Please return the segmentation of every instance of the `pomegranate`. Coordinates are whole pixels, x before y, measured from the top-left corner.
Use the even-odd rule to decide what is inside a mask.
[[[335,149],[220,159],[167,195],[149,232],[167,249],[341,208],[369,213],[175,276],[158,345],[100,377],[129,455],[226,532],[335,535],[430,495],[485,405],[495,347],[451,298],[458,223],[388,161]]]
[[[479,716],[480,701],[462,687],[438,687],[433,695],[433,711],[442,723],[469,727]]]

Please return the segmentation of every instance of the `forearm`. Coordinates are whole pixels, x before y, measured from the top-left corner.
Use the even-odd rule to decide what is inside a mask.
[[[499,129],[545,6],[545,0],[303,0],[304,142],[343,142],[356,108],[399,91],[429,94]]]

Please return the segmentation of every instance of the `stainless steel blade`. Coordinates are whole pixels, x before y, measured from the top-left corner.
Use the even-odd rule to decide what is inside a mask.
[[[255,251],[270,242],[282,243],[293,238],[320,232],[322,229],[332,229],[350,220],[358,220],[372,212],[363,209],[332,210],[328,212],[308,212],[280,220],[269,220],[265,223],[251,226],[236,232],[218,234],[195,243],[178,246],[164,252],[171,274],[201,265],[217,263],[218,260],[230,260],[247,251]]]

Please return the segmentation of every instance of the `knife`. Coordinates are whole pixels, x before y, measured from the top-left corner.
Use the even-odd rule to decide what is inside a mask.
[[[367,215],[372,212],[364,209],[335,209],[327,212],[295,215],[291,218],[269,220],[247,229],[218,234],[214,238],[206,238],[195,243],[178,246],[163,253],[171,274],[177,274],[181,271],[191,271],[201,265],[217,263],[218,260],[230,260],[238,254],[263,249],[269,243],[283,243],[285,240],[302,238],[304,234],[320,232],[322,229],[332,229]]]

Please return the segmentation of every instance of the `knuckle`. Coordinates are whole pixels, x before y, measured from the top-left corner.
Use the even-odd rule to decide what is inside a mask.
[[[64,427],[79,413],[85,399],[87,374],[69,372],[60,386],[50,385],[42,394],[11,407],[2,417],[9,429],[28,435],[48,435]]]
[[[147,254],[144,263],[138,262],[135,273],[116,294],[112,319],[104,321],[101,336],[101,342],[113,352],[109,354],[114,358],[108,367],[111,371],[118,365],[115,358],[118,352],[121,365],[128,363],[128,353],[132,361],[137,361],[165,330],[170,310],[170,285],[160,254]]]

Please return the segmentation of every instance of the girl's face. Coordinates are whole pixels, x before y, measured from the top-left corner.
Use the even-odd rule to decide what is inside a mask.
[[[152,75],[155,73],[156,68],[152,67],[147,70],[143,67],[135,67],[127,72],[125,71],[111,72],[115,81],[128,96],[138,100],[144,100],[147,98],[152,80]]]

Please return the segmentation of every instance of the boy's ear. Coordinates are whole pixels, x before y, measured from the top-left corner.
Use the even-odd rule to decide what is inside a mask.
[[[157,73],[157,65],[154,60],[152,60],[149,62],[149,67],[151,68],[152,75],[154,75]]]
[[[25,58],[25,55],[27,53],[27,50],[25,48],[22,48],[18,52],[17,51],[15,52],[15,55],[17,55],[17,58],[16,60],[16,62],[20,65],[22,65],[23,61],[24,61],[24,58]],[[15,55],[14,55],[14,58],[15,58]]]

What the task requires:
Render the lines of the entries from the one containing "Please return the segmentation of every instance of the boy's" through the final line, both included, as a Markdown table with the columns Row and Entry line. Number the rows from 1 and skip any blank lines.

Expected answer:
| Row | Entry line |
|---|---|
| 1 | Please return the segmentation of every instance of the boy's ear. Coordinates are whole pixels, x before y, measured from the top-left corner. |
| 2 | Use the even-odd rule to decide what is inside a mask. |
| 3 | [[[157,73],[157,65],[154,60],[152,60],[149,62],[149,67],[151,68],[152,75],[154,75]]] |
| 4 | [[[25,58],[25,55],[27,53],[27,50],[25,48],[22,48],[18,52],[17,51],[15,52],[15,55],[17,55],[17,58],[16,60],[16,62],[20,65],[22,65],[23,61],[24,61],[24,58]],[[15,55],[14,55],[14,58],[15,58]]] |